-- START PROVIDED PASSAGE --

[lttng-dev] [PATCH lttng-tools] Fix: sanitize wait queue in the dispatch thread

David Goulet dgoulet at efficios.com
Fri Jun 14 10:39:43 EDT 2013


This is to avoid memory leaks when the notify socket is never received
thus cleaning the wait node for command socket that are invalid.

Acked-by: Mathieu Desnoyers <mathieu.desnoyers at efficios.com>
Signed-off-by: David Goulet <dgoulet at efficios.com>
---
 src/bin/lttng-sessiond/lttng-sessiond.h |   18 +++++
 src/bin/lttng-sessiond/main.c           |  111 ++++++++++++++++++++++++++++---
 src/bin/lttng-sessiond/ust-app.c        |   12 ++++
 src/bin/lttng-sessiond/ust-app.h        |    6 ++
 4 files changed, 139 insertions(+), 8 deletions(-)

-- END PROVIDED PASSAGE --
-- START GIVEN INFORMATION --

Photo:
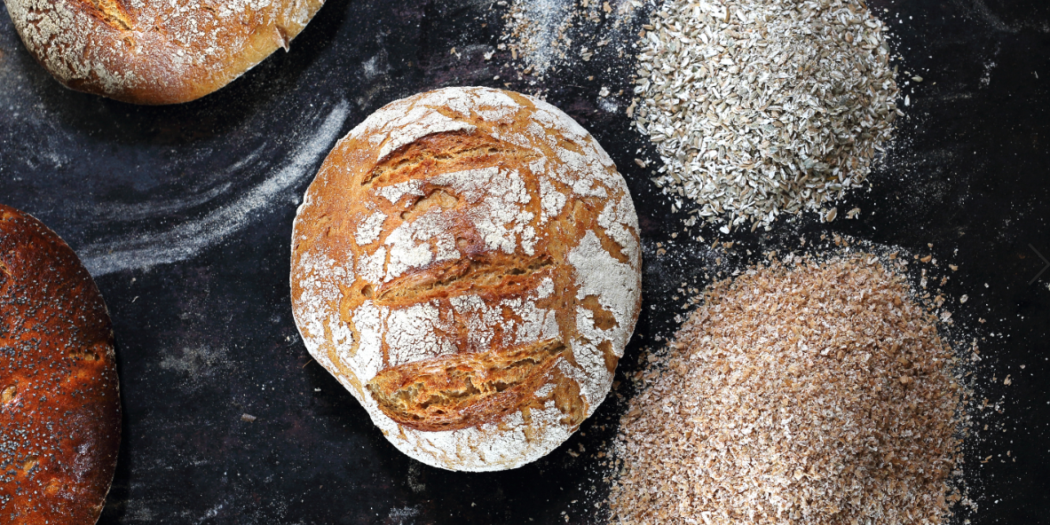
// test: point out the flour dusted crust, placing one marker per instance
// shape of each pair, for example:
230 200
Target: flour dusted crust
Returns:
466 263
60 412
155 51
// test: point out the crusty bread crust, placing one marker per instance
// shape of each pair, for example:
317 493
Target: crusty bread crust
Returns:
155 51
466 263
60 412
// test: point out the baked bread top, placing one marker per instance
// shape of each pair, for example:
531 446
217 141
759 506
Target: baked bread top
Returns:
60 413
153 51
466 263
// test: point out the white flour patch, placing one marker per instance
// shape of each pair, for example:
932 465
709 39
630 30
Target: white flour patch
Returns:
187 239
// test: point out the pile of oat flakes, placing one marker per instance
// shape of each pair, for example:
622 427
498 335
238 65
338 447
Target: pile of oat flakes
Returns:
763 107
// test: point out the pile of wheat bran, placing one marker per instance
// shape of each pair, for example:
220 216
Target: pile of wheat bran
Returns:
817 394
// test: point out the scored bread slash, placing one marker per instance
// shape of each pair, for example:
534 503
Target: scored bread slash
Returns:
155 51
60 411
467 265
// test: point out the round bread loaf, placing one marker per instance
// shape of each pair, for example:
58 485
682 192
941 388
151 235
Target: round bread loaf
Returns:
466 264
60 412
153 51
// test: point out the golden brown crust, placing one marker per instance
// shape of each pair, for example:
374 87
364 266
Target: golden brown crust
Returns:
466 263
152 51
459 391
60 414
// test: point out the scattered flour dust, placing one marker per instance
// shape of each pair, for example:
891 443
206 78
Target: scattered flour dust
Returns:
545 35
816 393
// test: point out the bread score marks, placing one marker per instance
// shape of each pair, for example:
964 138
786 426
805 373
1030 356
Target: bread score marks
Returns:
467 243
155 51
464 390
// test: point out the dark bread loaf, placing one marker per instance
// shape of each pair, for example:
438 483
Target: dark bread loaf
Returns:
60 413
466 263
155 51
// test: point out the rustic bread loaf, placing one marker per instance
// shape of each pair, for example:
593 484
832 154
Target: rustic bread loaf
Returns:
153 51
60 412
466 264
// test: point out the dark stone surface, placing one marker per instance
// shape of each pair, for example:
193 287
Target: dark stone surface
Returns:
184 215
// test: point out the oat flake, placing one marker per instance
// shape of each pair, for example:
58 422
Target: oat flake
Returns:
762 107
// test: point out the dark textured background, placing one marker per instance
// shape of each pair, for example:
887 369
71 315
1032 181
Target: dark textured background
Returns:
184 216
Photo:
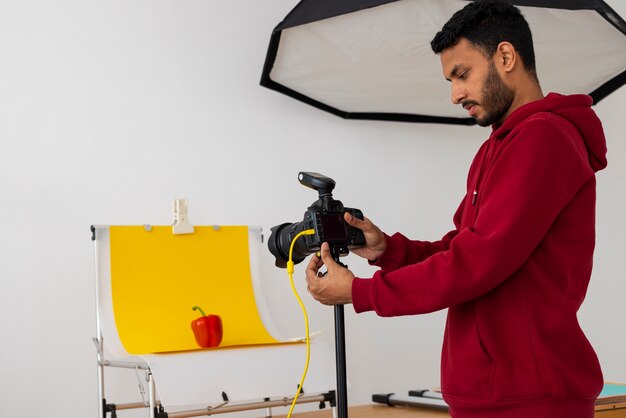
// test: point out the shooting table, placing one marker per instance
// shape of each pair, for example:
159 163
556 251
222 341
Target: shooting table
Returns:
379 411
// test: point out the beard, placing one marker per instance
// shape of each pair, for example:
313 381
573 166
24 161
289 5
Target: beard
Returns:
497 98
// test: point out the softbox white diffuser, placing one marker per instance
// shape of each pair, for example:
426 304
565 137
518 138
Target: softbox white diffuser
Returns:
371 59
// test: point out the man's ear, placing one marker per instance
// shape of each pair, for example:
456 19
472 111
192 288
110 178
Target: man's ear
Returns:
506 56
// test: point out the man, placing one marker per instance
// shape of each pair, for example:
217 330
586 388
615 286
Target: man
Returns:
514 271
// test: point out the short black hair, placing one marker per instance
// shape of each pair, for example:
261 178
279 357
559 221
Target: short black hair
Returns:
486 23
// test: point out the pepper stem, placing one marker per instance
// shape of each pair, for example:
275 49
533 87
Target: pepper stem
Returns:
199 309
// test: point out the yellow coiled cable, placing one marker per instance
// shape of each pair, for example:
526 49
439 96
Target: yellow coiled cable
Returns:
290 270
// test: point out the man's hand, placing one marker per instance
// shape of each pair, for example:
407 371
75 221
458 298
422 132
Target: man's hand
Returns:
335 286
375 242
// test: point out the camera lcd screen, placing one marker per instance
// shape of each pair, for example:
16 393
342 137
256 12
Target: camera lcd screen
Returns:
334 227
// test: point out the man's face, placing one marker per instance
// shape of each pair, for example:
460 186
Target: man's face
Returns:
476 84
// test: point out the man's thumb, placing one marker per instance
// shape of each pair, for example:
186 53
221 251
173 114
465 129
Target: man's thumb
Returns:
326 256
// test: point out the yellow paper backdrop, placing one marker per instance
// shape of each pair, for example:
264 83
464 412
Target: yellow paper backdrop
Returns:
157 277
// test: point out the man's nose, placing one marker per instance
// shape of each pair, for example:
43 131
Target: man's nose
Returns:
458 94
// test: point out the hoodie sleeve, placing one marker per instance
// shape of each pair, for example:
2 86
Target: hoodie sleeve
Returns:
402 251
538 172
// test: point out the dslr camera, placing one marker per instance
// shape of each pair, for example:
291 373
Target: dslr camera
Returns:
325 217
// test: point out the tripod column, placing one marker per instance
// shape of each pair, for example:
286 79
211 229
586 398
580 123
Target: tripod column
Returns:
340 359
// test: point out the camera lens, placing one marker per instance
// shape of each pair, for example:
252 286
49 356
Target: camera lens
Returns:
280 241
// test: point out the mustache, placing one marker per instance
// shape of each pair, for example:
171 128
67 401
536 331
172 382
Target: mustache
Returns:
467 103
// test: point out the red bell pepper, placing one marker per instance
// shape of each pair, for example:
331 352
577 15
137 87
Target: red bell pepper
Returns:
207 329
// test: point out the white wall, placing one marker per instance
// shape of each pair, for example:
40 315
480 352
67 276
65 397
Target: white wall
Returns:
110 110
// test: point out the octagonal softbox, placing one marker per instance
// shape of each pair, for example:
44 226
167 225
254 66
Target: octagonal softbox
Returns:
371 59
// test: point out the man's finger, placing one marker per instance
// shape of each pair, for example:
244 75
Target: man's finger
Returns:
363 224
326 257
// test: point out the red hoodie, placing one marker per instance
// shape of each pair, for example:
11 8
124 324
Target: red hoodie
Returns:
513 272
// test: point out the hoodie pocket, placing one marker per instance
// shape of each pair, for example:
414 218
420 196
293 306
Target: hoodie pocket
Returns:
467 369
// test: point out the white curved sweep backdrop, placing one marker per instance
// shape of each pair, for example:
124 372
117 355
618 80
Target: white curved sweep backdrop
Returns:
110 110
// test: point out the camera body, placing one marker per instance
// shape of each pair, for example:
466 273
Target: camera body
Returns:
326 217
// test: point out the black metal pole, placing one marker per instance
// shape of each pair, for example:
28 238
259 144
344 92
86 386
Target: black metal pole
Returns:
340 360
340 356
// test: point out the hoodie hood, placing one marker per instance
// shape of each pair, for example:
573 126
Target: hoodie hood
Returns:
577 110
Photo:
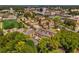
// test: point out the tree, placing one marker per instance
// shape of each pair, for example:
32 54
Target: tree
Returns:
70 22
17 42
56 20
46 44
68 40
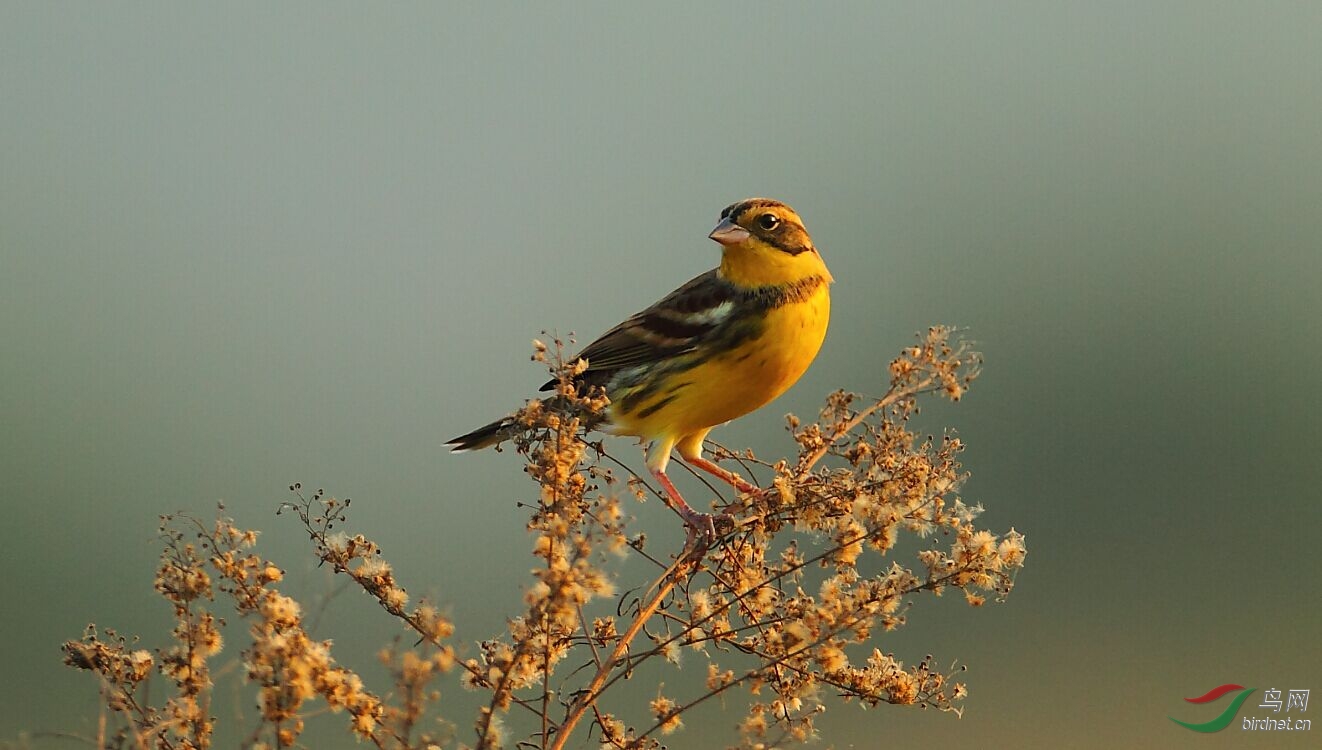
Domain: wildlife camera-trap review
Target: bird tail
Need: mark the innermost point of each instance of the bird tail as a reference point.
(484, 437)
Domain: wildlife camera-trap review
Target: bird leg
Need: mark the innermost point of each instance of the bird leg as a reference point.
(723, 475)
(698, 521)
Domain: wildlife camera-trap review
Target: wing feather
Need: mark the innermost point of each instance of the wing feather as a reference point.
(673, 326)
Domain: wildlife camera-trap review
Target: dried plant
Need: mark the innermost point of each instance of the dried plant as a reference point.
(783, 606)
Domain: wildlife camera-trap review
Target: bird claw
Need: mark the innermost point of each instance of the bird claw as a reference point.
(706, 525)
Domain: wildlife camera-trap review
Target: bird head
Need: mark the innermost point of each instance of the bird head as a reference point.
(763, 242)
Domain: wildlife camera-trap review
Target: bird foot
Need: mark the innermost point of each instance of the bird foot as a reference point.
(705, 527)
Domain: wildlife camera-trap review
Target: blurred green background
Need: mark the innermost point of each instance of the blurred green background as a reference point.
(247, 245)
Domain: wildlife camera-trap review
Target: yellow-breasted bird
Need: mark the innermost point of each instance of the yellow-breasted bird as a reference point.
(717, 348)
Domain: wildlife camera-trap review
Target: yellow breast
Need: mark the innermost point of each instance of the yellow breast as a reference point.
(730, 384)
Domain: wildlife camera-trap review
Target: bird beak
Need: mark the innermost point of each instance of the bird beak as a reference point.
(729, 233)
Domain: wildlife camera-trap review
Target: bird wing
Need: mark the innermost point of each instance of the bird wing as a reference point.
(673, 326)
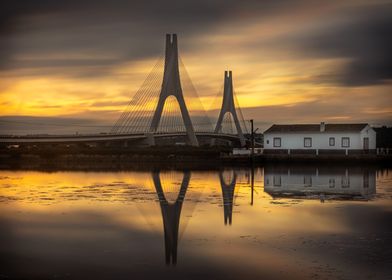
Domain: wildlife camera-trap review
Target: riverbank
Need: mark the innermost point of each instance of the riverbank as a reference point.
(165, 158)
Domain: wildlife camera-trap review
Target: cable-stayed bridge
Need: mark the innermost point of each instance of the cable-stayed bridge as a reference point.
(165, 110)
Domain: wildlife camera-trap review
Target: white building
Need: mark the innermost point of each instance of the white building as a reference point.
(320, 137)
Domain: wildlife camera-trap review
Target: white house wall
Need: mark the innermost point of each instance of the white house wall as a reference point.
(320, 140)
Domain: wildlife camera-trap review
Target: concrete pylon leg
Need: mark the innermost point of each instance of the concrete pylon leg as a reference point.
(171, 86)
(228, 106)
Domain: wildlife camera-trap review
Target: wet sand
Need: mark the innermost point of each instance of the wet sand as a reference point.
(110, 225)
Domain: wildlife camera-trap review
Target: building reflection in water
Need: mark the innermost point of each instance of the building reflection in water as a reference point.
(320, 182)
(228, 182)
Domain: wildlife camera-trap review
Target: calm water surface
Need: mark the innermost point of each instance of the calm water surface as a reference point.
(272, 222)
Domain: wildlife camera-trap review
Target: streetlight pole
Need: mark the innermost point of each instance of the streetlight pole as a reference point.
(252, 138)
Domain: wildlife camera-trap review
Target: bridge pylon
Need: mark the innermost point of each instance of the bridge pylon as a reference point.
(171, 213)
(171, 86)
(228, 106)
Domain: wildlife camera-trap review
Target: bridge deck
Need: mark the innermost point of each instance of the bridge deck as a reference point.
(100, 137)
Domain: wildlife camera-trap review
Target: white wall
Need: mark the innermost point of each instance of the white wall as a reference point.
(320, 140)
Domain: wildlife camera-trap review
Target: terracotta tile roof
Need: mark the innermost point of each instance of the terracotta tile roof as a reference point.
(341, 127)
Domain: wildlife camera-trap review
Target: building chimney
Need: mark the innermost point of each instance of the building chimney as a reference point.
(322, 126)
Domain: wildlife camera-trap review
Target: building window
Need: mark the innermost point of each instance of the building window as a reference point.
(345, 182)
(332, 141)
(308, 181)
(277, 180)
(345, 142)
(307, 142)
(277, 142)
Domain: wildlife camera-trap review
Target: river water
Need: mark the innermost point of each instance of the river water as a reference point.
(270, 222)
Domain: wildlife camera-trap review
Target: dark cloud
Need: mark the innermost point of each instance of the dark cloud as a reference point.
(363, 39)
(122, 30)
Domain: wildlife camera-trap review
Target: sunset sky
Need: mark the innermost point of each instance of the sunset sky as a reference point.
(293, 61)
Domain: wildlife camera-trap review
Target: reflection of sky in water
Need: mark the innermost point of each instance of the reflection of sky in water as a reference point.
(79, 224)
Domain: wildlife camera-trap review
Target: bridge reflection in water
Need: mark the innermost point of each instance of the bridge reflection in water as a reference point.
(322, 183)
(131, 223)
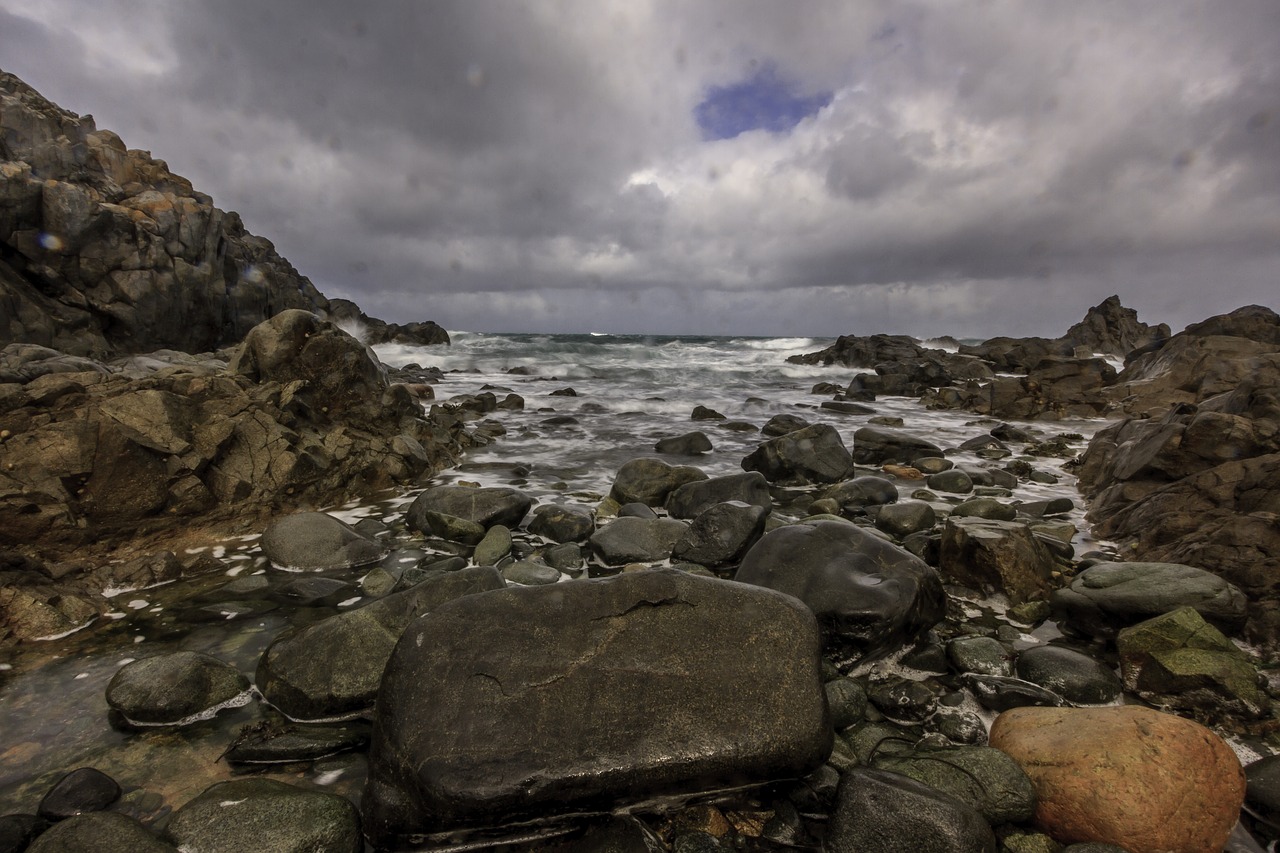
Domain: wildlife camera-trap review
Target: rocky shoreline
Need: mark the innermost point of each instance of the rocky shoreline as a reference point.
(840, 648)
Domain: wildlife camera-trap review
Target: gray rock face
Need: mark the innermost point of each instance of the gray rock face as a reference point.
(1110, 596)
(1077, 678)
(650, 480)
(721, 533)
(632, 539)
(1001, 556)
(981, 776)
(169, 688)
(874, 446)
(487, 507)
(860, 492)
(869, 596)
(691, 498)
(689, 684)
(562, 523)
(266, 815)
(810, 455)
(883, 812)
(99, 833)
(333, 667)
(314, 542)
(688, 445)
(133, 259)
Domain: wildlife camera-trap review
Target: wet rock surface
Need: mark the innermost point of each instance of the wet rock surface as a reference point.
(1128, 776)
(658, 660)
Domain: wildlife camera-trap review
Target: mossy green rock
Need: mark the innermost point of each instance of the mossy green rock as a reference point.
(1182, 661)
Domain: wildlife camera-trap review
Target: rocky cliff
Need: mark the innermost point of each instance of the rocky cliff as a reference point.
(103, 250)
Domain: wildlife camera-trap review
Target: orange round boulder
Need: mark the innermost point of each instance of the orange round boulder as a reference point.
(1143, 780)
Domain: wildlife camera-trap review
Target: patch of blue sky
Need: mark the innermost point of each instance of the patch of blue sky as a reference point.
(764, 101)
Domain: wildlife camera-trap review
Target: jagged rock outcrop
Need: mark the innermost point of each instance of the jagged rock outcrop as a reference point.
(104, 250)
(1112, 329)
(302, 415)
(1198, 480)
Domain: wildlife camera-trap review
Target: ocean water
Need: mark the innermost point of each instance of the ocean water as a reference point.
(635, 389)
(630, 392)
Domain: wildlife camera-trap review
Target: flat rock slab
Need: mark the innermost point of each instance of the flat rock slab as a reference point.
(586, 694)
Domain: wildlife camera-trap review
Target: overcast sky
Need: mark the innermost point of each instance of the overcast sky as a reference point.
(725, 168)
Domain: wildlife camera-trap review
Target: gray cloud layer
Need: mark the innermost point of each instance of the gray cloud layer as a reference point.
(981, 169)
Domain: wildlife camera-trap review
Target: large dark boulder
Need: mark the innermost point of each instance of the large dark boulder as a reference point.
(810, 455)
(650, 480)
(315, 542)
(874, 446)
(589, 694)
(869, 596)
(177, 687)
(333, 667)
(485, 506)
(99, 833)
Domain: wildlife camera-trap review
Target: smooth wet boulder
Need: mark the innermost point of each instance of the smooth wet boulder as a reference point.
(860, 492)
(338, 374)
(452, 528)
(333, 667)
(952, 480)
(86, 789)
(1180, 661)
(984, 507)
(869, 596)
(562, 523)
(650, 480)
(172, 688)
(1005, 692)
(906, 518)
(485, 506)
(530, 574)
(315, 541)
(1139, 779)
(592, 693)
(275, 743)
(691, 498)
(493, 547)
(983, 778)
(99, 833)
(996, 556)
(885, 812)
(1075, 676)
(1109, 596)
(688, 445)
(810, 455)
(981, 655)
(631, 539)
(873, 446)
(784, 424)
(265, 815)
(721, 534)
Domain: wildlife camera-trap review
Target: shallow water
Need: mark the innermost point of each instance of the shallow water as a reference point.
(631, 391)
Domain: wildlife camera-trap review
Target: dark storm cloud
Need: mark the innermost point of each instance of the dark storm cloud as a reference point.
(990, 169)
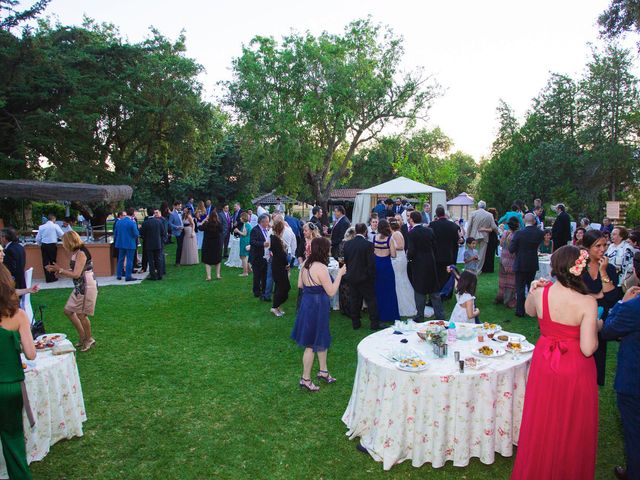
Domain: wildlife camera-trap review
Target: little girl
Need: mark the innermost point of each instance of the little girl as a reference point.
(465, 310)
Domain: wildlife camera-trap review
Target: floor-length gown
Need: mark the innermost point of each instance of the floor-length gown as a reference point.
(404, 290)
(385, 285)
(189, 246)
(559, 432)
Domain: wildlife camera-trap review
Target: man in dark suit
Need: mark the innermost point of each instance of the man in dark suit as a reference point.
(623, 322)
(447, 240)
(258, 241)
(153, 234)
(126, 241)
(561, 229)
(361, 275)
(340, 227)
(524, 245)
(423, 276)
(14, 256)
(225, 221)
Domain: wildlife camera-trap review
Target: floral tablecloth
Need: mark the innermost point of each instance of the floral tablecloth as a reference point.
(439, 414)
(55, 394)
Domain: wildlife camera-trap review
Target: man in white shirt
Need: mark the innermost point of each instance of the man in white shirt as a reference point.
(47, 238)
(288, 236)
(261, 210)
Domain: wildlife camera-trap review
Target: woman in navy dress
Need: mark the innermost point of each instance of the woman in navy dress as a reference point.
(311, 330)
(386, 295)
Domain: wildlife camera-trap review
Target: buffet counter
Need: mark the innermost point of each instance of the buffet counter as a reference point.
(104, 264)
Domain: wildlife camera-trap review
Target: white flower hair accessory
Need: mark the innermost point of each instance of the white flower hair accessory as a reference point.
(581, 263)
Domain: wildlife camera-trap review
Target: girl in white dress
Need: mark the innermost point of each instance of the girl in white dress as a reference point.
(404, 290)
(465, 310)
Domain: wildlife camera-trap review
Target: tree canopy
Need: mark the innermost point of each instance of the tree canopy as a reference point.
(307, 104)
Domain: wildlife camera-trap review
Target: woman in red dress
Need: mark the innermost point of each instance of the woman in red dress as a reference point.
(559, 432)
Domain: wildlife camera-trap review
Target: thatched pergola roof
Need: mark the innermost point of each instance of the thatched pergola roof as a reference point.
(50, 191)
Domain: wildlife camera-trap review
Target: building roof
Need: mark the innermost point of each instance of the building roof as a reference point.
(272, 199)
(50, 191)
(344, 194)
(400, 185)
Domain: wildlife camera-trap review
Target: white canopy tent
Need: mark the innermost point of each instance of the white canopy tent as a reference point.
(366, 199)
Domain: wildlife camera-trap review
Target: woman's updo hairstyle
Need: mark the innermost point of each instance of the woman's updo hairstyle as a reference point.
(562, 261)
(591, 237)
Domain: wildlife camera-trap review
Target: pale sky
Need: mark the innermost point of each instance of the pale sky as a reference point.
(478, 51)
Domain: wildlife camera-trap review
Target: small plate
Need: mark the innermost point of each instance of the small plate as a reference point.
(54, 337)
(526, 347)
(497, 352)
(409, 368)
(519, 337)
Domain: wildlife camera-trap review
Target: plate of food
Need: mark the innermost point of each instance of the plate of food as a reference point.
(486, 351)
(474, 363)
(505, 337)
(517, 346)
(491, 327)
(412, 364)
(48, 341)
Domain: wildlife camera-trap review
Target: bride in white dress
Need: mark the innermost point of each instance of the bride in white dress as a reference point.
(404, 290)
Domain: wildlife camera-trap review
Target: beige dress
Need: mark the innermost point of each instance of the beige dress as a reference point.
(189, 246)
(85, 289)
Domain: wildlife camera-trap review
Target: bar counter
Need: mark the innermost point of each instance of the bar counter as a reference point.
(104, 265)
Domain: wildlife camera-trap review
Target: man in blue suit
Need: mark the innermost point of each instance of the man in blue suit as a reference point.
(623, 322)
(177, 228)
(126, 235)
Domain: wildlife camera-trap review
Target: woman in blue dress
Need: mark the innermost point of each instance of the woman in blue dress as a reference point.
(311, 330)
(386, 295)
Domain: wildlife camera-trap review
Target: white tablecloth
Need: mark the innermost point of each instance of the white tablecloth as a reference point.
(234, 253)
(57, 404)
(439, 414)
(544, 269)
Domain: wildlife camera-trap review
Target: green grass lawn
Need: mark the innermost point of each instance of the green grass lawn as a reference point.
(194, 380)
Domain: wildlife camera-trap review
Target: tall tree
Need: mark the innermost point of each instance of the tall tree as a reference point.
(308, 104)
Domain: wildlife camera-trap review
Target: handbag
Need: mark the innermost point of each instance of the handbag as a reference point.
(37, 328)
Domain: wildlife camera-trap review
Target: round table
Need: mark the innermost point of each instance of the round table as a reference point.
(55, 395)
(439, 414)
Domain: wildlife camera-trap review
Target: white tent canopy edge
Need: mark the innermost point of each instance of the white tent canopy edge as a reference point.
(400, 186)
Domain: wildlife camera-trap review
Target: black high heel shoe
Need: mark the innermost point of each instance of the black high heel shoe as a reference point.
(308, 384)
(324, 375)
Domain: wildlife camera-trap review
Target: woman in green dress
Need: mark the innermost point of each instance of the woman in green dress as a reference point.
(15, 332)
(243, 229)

-- END GIVEN INFORMATION --

(WHAT THE EXERCISE ASKS): Resume the patch email on cleaning the dispatch thread's wait queue, starting right after its summary of changed files.

(FINAL ANSWER):
diff --git a/src/bin/lttng-sessiond/lttng-sessiond.h b/src/bin/lttng-sessiond/lttng-sessiond.h
index 6090e08..aeb0303 100644
--- a/src/bin/lttng-sessiond/lttng-sessiond.h
+++ b/src/bin/lttng-sessiond/lttng-sessiond.h
@@ -66,6 +66,24 @@ struct ust_cmd_queue {
 };
 
 /*
+ * This is the wait queue containing wait nodes during the application
+ * registration process.
+ */
+struct ust_reg_wait_queue {
+	unsigned long count;
+	struct cds_list_head head;
+};
+
+/*
+ * Use by the dispatch registration to queue UST command socket to wait for the
+ * notify socket.
+ */
+struct ust_reg_wait_node {
+	struct ust_app *app;
+	struct cds_list_head head;
+};
+
+/*
  * This pipe is used to inform the thread managing application notify
  * communication that a command is queued and ready to be processed.
  */
diff --git a/src/bin/lttng-sessiond/main.c b/src/bin/lttng-sessiond/main.c
index 007c722..14bdaf6 100644
--- a/src/bin/lttng-sessiond/main.c
+++ b/src/bin/lttng-sessiond/main.c
@@ -1335,6 +1335,91 @@ error:
 }
 
 /*
+ * Sanitize the wait queue of the dispatch registration thread meaning removing
+ * invalid nodes from it. This is to avoid memory leaks for the case the UST
+ * notify socket is never received.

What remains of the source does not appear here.